■ DATA EXTRACT
————————

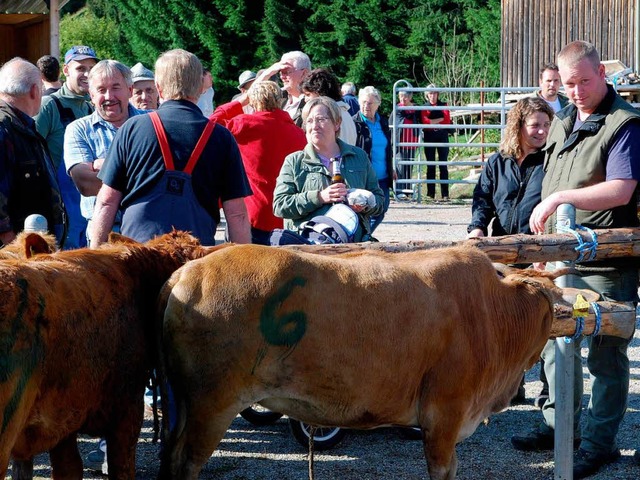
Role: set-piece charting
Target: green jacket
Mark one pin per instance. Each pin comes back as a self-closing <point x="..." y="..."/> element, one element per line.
<point x="303" y="176"/>
<point x="51" y="126"/>
<point x="579" y="159"/>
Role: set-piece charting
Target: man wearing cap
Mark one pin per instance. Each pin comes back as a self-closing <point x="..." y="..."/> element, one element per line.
<point x="57" y="111"/>
<point x="172" y="168"/>
<point x="27" y="178"/>
<point x="205" y="102"/>
<point x="87" y="140"/>
<point x="245" y="81"/>
<point x="145" y="94"/>
<point x="293" y="67"/>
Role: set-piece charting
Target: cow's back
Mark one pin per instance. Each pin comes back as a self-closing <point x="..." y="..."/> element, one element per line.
<point x="373" y="330"/>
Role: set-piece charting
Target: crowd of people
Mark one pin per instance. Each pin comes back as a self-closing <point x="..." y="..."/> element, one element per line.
<point x="142" y="152"/>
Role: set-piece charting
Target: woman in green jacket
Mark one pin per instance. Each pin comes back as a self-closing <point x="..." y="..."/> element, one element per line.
<point x="304" y="188"/>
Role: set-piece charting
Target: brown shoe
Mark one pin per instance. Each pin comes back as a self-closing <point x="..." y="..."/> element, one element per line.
<point x="537" y="441"/>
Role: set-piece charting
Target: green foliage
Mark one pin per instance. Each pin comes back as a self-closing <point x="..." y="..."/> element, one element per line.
<point x="369" y="42"/>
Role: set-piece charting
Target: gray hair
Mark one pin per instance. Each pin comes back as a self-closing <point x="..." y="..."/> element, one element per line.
<point x="110" y="68"/>
<point x="369" y="90"/>
<point x="298" y="59"/>
<point x="18" y="76"/>
<point x="179" y="75"/>
<point x="577" y="51"/>
<point x="348" y="88"/>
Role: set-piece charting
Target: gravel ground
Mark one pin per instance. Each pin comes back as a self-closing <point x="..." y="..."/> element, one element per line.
<point x="271" y="453"/>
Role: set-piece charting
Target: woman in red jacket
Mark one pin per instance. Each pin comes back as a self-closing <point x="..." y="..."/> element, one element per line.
<point x="265" y="138"/>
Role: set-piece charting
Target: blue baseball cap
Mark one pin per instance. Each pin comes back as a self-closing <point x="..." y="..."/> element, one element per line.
<point x="79" y="52"/>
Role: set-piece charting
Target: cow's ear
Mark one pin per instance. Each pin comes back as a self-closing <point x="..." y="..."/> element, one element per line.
<point x="118" y="238"/>
<point x="34" y="244"/>
<point x="569" y="294"/>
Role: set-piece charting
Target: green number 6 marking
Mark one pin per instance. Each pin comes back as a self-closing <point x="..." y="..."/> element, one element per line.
<point x="288" y="329"/>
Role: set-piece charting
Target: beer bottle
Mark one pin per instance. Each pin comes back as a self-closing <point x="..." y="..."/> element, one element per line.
<point x="337" y="174"/>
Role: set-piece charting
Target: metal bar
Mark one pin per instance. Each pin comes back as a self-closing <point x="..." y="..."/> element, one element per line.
<point x="563" y="445"/>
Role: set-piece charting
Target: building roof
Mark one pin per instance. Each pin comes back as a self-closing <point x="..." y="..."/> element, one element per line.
<point x="27" y="6"/>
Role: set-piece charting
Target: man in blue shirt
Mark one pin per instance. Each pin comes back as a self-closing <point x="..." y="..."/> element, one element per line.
<point x="156" y="196"/>
<point x="87" y="140"/>
<point x="58" y="110"/>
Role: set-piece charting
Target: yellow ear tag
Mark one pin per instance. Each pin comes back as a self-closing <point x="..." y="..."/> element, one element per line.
<point x="580" y="307"/>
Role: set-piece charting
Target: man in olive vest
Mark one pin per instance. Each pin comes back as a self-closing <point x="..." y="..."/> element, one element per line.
<point x="58" y="110"/>
<point x="592" y="163"/>
<point x="27" y="177"/>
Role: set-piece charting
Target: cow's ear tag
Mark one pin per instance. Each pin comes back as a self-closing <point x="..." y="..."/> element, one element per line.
<point x="580" y="307"/>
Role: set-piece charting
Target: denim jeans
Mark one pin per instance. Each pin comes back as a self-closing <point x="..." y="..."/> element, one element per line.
<point x="384" y="184"/>
<point x="608" y="366"/>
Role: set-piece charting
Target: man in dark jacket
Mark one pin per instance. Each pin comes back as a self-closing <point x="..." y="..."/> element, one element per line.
<point x="27" y="178"/>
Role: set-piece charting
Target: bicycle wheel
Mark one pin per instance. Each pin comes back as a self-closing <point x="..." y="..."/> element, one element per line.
<point x="324" y="438"/>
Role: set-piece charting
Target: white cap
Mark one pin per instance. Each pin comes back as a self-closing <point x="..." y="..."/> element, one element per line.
<point x="35" y="223"/>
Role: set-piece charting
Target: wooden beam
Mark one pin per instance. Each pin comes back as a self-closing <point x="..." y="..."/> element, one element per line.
<point x="612" y="243"/>
<point x="618" y="319"/>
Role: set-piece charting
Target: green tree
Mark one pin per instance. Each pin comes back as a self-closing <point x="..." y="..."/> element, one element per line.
<point x="370" y="42"/>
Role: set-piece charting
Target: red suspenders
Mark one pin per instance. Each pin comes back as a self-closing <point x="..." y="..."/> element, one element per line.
<point x="166" y="151"/>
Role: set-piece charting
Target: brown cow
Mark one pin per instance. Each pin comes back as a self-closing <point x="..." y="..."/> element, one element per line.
<point x="75" y="333"/>
<point x="431" y="339"/>
<point x="27" y="244"/>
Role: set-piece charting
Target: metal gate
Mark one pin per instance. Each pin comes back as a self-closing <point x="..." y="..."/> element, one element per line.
<point x="471" y="123"/>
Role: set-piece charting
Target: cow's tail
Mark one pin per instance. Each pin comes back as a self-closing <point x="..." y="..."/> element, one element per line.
<point x="163" y="382"/>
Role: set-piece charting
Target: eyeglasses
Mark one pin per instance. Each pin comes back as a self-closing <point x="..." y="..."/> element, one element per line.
<point x="289" y="71"/>
<point x="538" y="126"/>
<point x="319" y="120"/>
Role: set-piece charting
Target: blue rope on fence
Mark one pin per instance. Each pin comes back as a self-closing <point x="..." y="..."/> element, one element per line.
<point x="598" y="314"/>
<point x="588" y="248"/>
<point x="580" y="324"/>
<point x="579" y="330"/>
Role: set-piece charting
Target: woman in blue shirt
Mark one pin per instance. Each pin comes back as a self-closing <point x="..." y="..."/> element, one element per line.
<point x="374" y="137"/>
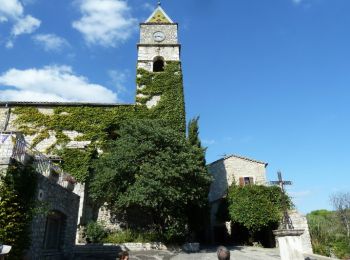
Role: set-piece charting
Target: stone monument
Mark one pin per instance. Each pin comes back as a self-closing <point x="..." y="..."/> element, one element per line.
<point x="289" y="239"/>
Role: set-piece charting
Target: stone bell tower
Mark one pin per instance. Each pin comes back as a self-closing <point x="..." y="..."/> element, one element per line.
<point x="158" y="42"/>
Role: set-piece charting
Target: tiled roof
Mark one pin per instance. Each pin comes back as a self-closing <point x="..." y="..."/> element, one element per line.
<point x="240" y="157"/>
<point x="53" y="104"/>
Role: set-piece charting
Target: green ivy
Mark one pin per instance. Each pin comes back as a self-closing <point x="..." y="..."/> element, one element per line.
<point x="100" y="124"/>
<point x="17" y="190"/>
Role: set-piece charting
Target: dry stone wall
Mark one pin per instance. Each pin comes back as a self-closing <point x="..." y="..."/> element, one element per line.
<point x="229" y="170"/>
<point x="300" y="222"/>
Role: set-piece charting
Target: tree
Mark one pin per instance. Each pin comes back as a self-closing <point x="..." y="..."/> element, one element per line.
<point x="199" y="214"/>
<point x="150" y="174"/>
<point x="254" y="206"/>
<point x="341" y="204"/>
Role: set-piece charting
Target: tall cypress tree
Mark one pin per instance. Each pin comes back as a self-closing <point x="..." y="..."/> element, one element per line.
<point x="198" y="214"/>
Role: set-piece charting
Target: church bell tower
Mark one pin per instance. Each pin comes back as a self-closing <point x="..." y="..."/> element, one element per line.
<point x="158" y="42"/>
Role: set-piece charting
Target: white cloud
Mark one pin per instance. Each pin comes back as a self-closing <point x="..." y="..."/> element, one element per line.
<point x="297" y="1"/>
<point x="25" y="25"/>
<point x="50" y="42"/>
<point x="3" y="19"/>
<point x="51" y="83"/>
<point x="9" y="44"/>
<point x="118" y="79"/>
<point x="105" y="22"/>
<point x="300" y="194"/>
<point x="208" y="141"/>
<point x="11" y="8"/>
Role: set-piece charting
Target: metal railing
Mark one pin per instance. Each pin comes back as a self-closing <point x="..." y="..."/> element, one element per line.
<point x="21" y="151"/>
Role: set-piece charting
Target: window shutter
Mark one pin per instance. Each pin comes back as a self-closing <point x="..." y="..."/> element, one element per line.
<point x="241" y="181"/>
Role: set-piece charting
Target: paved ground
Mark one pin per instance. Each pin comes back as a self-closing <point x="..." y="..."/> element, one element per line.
<point x="237" y="253"/>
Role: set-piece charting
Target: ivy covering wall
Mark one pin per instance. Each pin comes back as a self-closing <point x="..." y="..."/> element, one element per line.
<point x="100" y="124"/>
<point x="17" y="190"/>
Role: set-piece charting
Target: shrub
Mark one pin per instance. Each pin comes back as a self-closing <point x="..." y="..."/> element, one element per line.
<point x="95" y="232"/>
<point x="127" y="236"/>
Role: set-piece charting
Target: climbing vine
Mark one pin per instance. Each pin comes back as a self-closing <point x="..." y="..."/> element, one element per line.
<point x="17" y="190"/>
<point x="100" y="124"/>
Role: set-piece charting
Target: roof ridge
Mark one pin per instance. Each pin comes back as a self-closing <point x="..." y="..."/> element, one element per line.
<point x="240" y="157"/>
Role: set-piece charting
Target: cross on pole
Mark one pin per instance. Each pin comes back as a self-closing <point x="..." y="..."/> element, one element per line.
<point x="286" y="221"/>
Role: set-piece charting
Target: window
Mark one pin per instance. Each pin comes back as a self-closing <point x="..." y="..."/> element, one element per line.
<point x="158" y="64"/>
<point x="246" y="181"/>
<point x="55" y="222"/>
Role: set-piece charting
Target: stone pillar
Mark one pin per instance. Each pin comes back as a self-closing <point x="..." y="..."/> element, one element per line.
<point x="289" y="241"/>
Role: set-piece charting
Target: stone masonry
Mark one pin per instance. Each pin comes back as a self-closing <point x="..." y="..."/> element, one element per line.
<point x="300" y="222"/>
<point x="54" y="194"/>
<point x="229" y="169"/>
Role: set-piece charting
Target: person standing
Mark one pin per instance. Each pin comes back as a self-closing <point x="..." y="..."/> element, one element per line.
<point x="223" y="253"/>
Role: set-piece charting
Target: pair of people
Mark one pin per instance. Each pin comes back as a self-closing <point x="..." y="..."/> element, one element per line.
<point x="124" y="255"/>
<point x="222" y="252"/>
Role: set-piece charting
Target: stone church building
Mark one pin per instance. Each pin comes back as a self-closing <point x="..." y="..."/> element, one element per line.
<point x="44" y="130"/>
<point x="239" y="170"/>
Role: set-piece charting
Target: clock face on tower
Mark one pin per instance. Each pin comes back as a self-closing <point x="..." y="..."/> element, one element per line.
<point x="159" y="36"/>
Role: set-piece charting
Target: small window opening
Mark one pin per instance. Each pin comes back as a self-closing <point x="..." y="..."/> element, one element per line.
<point x="246" y="181"/>
<point x="158" y="65"/>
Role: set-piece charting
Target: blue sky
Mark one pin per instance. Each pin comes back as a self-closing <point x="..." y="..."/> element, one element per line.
<point x="269" y="78"/>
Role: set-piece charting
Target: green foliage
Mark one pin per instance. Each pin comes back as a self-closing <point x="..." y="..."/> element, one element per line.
<point x="199" y="217"/>
<point x="17" y="190"/>
<point x="255" y="207"/>
<point x="151" y="174"/>
<point x="131" y="236"/>
<point x="77" y="161"/>
<point x="95" y="232"/>
<point x="169" y="85"/>
<point x="223" y="215"/>
<point x="101" y="124"/>
<point x="328" y="235"/>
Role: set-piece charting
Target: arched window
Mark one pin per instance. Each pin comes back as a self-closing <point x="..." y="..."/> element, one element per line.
<point x="158" y="64"/>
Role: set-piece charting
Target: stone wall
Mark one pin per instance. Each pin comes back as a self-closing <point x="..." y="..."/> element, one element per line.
<point x="300" y="222"/>
<point x="169" y="30"/>
<point x="54" y="194"/>
<point x="54" y="198"/>
<point x="229" y="170"/>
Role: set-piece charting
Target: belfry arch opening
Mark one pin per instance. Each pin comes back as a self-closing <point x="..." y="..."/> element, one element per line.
<point x="158" y="64"/>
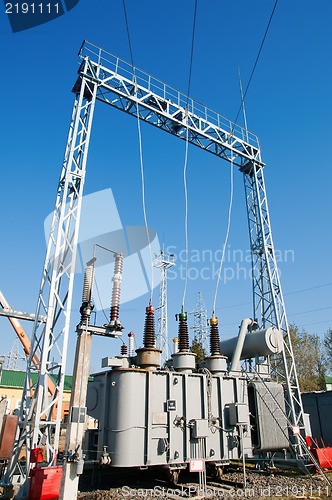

————————

Locate every line in the records above that contains the word "woman", and copy each of those lines.

■ RIGHT ANSWER
Target: woman in green jacket
Target: woman in red jacket
Target: woman in blue shirt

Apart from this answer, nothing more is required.